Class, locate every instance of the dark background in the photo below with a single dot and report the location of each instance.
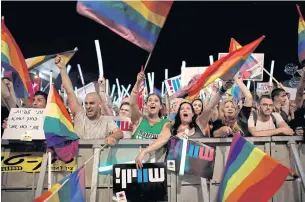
(193, 31)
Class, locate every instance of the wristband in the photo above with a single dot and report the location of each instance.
(222, 91)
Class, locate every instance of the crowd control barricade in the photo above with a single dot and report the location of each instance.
(290, 151)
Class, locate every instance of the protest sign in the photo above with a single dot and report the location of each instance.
(146, 184)
(24, 124)
(124, 123)
(263, 88)
(173, 84)
(199, 160)
(251, 69)
(189, 72)
(31, 162)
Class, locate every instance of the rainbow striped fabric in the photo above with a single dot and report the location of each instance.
(250, 62)
(13, 61)
(224, 68)
(140, 22)
(58, 128)
(301, 32)
(250, 174)
(69, 189)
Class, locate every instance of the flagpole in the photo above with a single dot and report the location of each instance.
(57, 189)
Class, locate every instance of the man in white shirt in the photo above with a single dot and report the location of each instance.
(266, 122)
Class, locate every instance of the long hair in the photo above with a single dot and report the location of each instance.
(160, 100)
(177, 123)
(232, 124)
(198, 99)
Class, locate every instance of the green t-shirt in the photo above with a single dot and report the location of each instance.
(146, 131)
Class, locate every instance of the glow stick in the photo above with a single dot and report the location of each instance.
(113, 89)
(118, 85)
(107, 87)
(99, 58)
(183, 153)
(211, 59)
(68, 69)
(81, 74)
(271, 72)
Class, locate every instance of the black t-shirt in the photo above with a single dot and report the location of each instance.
(242, 121)
(299, 120)
(4, 114)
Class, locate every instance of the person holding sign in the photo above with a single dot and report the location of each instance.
(88, 123)
(150, 125)
(186, 120)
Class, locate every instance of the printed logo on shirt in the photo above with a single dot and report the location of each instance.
(146, 135)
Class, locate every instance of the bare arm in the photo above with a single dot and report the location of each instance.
(204, 117)
(67, 84)
(162, 139)
(300, 91)
(117, 134)
(102, 93)
(245, 91)
(134, 109)
(264, 133)
(7, 96)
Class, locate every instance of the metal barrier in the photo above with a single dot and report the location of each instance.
(288, 150)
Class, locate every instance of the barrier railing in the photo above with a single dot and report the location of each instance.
(290, 151)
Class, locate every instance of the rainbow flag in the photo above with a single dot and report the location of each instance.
(13, 61)
(140, 22)
(301, 33)
(249, 63)
(69, 189)
(250, 174)
(58, 128)
(224, 68)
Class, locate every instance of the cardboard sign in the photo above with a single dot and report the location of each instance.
(146, 184)
(31, 162)
(173, 84)
(200, 158)
(24, 124)
(263, 88)
(124, 123)
(251, 70)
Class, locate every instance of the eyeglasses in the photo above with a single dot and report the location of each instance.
(266, 105)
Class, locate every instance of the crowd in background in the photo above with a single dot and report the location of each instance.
(218, 115)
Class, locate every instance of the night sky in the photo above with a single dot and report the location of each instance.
(192, 32)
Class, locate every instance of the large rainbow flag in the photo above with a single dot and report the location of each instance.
(224, 68)
(58, 128)
(140, 22)
(69, 189)
(301, 32)
(13, 61)
(250, 174)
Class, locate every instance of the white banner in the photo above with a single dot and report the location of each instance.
(25, 124)
(173, 84)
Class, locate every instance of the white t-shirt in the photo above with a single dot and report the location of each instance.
(267, 125)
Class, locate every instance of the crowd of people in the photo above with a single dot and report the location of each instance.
(215, 116)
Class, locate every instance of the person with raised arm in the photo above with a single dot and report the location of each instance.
(88, 123)
(186, 118)
(148, 126)
(266, 122)
(231, 120)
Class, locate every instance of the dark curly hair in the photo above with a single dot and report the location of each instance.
(160, 100)
(198, 99)
(178, 120)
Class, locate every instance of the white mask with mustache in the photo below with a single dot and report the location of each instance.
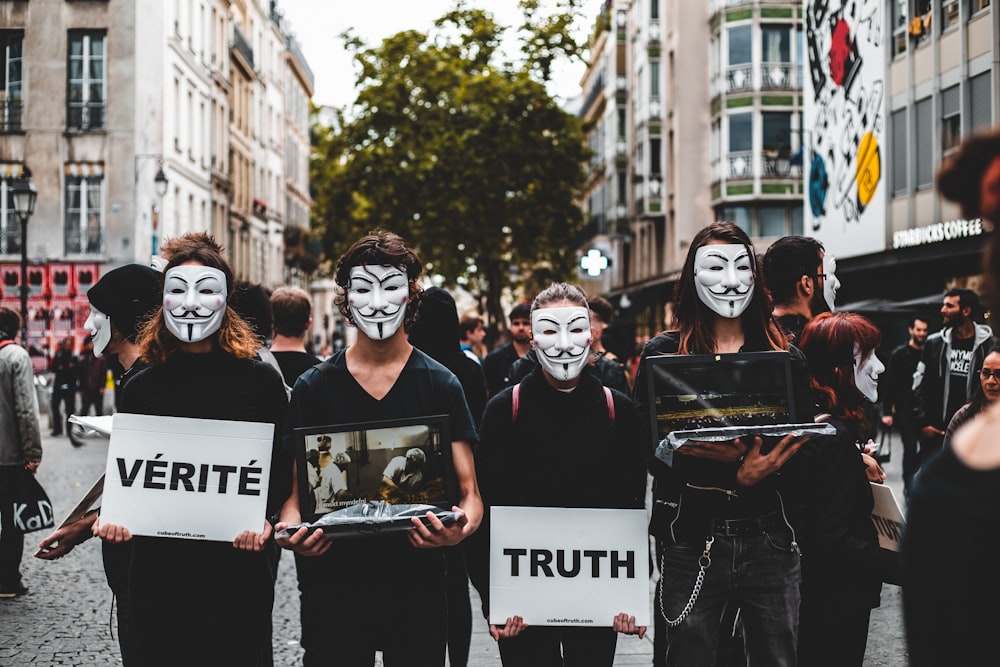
(561, 337)
(377, 296)
(194, 301)
(723, 278)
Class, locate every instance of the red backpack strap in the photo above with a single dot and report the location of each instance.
(611, 404)
(515, 403)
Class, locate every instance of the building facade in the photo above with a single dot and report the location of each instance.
(139, 121)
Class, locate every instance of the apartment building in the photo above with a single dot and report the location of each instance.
(139, 121)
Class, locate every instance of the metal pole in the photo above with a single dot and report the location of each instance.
(24, 282)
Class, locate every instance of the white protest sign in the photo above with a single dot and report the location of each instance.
(887, 517)
(560, 566)
(202, 479)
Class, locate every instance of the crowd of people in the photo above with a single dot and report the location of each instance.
(765, 556)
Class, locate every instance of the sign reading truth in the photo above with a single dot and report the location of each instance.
(559, 566)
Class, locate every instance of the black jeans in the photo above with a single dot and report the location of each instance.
(348, 615)
(560, 647)
(11, 538)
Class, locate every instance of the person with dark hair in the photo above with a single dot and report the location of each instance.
(202, 366)
(291, 309)
(945, 377)
(471, 332)
(381, 377)
(950, 579)
(20, 445)
(720, 502)
(843, 566)
(498, 363)
(119, 303)
(540, 441)
(897, 396)
(432, 332)
(794, 275)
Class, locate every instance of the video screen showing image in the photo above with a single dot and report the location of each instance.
(400, 464)
(713, 391)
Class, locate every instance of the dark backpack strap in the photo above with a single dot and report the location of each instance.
(515, 403)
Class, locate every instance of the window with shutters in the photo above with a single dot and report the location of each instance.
(951, 119)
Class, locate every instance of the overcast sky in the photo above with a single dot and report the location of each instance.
(317, 24)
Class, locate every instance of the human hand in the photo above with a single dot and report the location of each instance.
(251, 541)
(514, 626)
(872, 469)
(61, 541)
(437, 534)
(757, 466)
(726, 451)
(110, 532)
(303, 541)
(626, 624)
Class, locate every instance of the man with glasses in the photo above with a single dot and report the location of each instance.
(802, 282)
(946, 374)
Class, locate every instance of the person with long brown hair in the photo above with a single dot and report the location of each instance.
(200, 602)
(719, 503)
(843, 566)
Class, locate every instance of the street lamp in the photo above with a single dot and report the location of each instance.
(23, 195)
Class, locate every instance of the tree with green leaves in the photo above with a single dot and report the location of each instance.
(460, 151)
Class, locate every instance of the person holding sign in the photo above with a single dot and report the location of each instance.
(200, 602)
(843, 566)
(379, 592)
(719, 511)
(557, 439)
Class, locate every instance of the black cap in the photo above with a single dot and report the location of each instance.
(127, 295)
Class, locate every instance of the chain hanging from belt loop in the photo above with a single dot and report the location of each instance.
(704, 561)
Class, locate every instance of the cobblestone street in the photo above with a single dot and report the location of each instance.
(67, 619)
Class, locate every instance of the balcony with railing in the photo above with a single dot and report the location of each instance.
(84, 241)
(11, 115)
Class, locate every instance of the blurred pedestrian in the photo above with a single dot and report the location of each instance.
(950, 579)
(896, 389)
(65, 374)
(20, 445)
(843, 566)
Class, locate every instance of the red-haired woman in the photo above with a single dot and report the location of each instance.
(843, 566)
(721, 498)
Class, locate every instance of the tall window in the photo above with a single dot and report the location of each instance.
(86, 93)
(84, 217)
(951, 119)
(949, 14)
(11, 68)
(924, 156)
(897, 128)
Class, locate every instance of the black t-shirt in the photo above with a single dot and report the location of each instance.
(294, 364)
(329, 394)
(959, 367)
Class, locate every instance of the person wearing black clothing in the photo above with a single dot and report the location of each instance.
(435, 332)
(202, 366)
(545, 457)
(383, 592)
(843, 566)
(65, 369)
(946, 378)
(723, 498)
(896, 389)
(497, 364)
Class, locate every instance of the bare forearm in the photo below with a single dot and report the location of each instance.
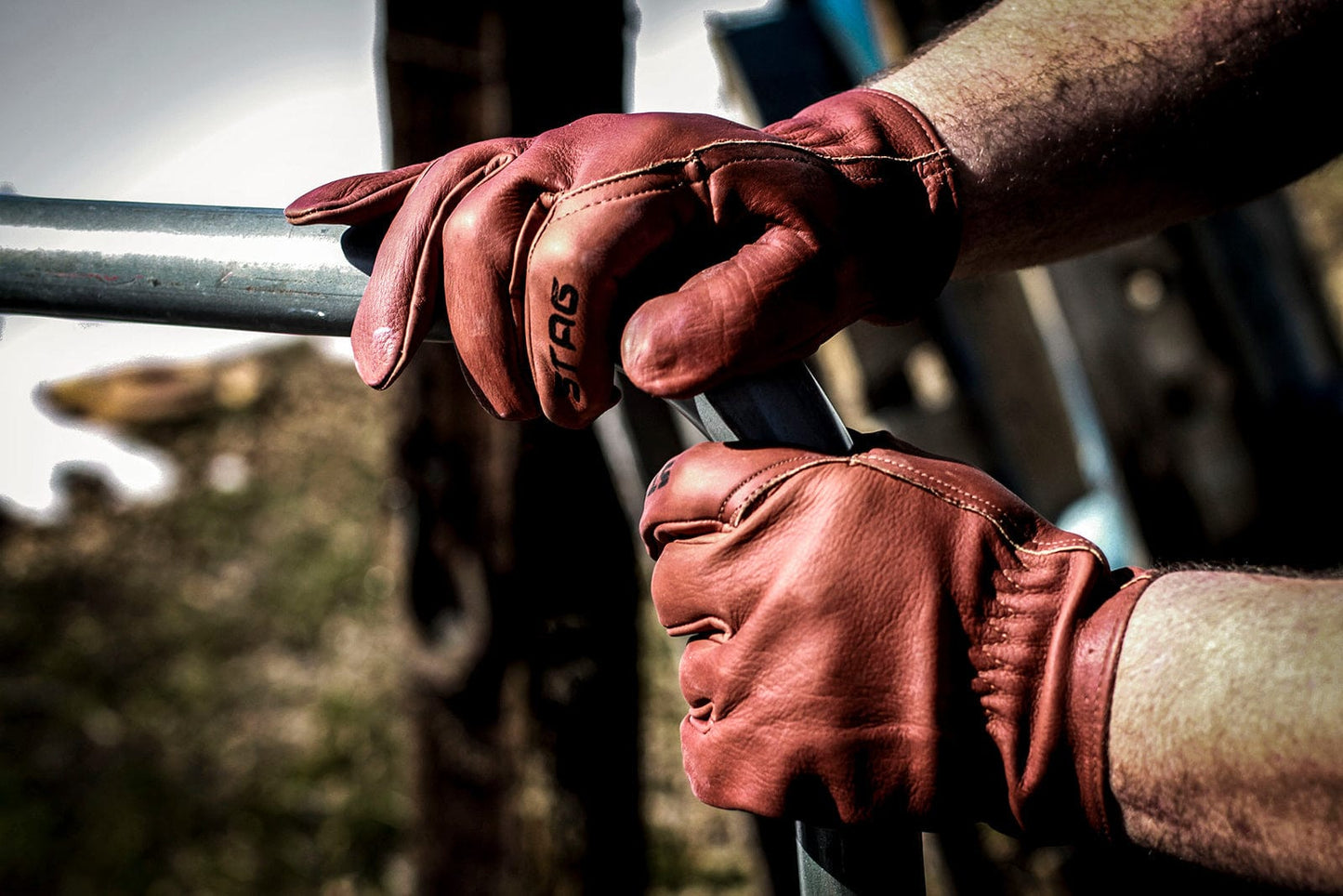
(1081, 123)
(1227, 730)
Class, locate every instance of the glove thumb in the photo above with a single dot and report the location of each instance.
(358, 199)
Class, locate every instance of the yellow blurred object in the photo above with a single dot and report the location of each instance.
(159, 392)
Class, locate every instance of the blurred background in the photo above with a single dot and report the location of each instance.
(265, 630)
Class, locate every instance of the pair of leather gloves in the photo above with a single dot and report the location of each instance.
(885, 634)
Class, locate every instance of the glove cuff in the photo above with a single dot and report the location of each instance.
(1091, 688)
(884, 144)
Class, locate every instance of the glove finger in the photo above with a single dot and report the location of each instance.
(764, 305)
(585, 251)
(406, 283)
(353, 201)
(482, 293)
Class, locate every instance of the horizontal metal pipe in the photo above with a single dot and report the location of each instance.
(195, 265)
(250, 269)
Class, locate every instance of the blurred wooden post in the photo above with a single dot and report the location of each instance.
(525, 690)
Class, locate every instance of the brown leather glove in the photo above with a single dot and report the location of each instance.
(885, 636)
(752, 246)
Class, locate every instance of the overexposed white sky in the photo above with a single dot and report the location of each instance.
(249, 102)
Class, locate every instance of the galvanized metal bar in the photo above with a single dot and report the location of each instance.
(193, 265)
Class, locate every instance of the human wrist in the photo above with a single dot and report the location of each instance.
(1091, 691)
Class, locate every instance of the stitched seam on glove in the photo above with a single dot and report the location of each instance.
(817, 159)
(751, 498)
(999, 521)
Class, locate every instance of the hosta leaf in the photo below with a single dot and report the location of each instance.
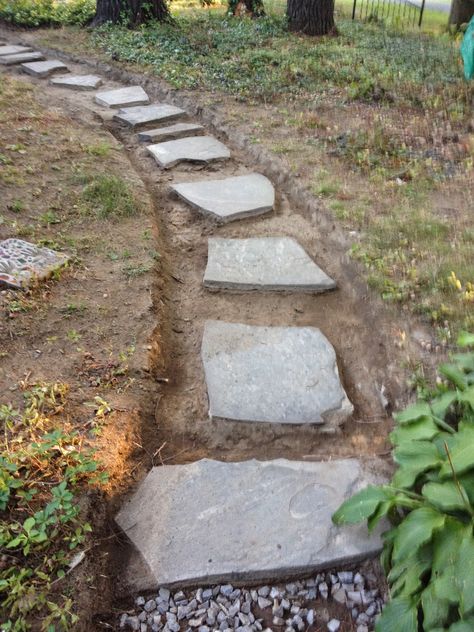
(424, 428)
(440, 404)
(414, 412)
(399, 614)
(414, 459)
(465, 339)
(454, 375)
(445, 496)
(362, 505)
(465, 574)
(461, 449)
(463, 626)
(435, 610)
(417, 529)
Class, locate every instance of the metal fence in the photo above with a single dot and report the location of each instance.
(402, 12)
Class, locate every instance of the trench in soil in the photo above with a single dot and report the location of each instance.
(355, 323)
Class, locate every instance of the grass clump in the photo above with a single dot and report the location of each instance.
(109, 196)
(45, 465)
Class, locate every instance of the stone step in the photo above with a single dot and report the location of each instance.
(122, 97)
(229, 199)
(21, 262)
(263, 263)
(141, 116)
(14, 50)
(173, 132)
(77, 82)
(44, 68)
(277, 375)
(19, 58)
(192, 149)
(210, 521)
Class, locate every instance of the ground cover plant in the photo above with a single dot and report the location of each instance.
(428, 552)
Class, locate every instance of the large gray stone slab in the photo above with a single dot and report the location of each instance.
(44, 68)
(173, 132)
(147, 115)
(14, 50)
(77, 82)
(192, 149)
(265, 263)
(19, 58)
(121, 97)
(210, 521)
(278, 375)
(230, 198)
(21, 262)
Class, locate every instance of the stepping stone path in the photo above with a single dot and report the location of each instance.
(77, 82)
(173, 132)
(278, 375)
(22, 262)
(265, 263)
(14, 50)
(148, 115)
(192, 149)
(217, 521)
(44, 68)
(250, 521)
(11, 60)
(231, 198)
(122, 97)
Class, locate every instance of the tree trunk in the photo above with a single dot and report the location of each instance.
(254, 8)
(135, 11)
(461, 12)
(312, 17)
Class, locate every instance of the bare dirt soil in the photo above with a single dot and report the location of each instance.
(125, 321)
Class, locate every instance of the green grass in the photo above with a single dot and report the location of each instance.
(260, 59)
(109, 196)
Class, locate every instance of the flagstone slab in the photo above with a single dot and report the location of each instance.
(14, 50)
(77, 82)
(263, 263)
(44, 68)
(148, 115)
(229, 199)
(277, 375)
(121, 97)
(173, 132)
(212, 522)
(19, 58)
(22, 262)
(192, 149)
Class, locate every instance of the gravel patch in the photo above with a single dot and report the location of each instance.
(296, 606)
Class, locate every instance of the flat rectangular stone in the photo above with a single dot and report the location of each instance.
(212, 522)
(192, 149)
(229, 199)
(278, 375)
(11, 60)
(44, 68)
(147, 115)
(14, 50)
(173, 132)
(20, 262)
(263, 263)
(121, 97)
(77, 82)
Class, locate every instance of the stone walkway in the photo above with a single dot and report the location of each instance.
(213, 521)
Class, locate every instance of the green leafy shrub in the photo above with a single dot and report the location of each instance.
(47, 12)
(44, 466)
(428, 553)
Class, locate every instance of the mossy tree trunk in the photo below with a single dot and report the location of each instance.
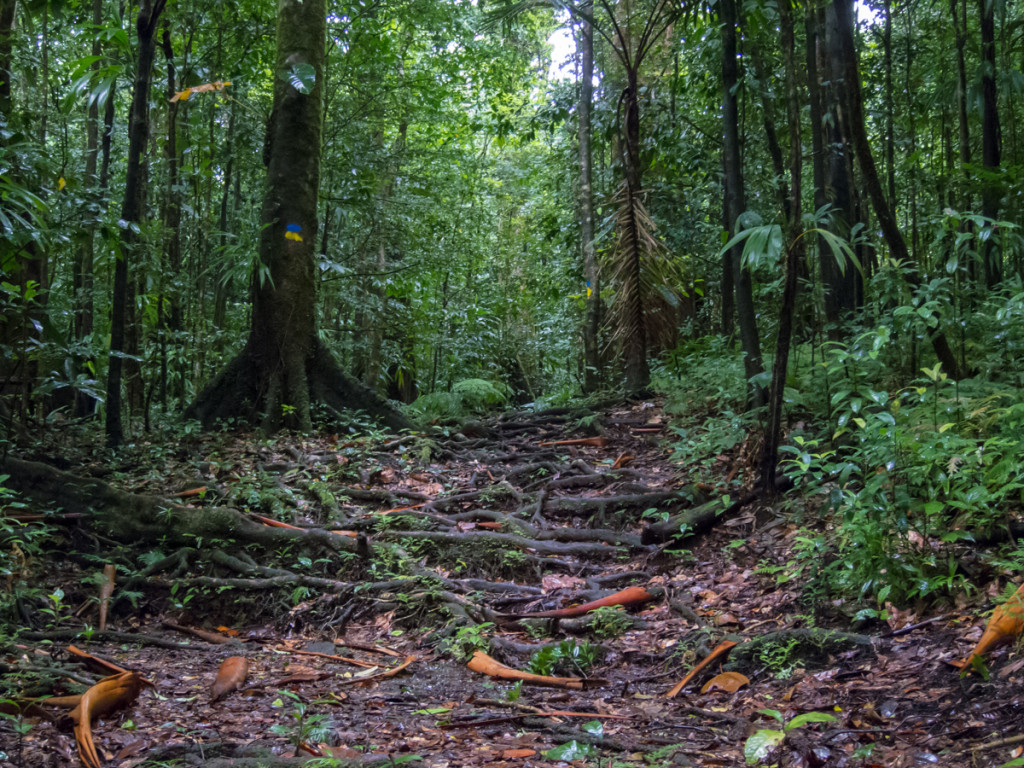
(284, 368)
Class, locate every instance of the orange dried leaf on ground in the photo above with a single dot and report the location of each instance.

************

*EXERCISE PROMPT*
Retype, word for word, the lines from the one with "Class, locate every instance of the stepping" through the last line of the entries above, and only those lines. Leave pictures out.

*SOLVED PROBLEM*
Class, locate every instance of the stepping stone path in the photo above with a single dot and report the location of each instance.
(77, 82)
(173, 132)
(278, 375)
(22, 262)
(265, 263)
(14, 50)
(148, 115)
(192, 149)
(217, 521)
(44, 68)
(250, 521)
(11, 60)
(231, 198)
(122, 97)
Class, locate every instance of the tree trunk in the photo above with a single dot and report the location of each instance.
(254, 8)
(135, 11)
(461, 12)
(312, 17)
Class, locate every instance of the bare dirt soil in the photo above with a single dot and report the location of each instance.
(125, 321)
Class, locate every instance of the green grass in the photo above with a single dot and report the location of each instance.
(260, 59)
(109, 196)
Class, locate every instance of the flagstone slab in the photo above with a single dot and report the location of each instance.
(14, 50)
(77, 82)
(263, 263)
(44, 68)
(148, 115)
(229, 199)
(277, 375)
(121, 97)
(173, 132)
(212, 522)
(19, 58)
(22, 262)
(192, 149)
Class, locate every instance of the gravel patch in the photo above with a single dot and report the location of each instance.
(296, 606)
Class, locate every instance of the flat rectangular stone in the photo above with a single dot and report the location of each instance.
(212, 522)
(192, 149)
(229, 199)
(278, 375)
(11, 60)
(44, 68)
(147, 115)
(14, 50)
(173, 132)
(20, 262)
(263, 263)
(121, 97)
(77, 82)
Class, locate every instance of the stone walkway in the photo above with a single dot and report the location of each instance.
(213, 521)
Class, locate every instance of the green leafy shrub in the photo above with a single dot and report the location of each instance.
(47, 12)
(44, 466)
(428, 553)
Class, locate every instance of the mossy tree trunk in the photo below with a single dot and report the location of each instance.
(284, 368)
Class, locate every instance of the orange dried leaf on ground in the photo above with a single dot and report the location of each instance.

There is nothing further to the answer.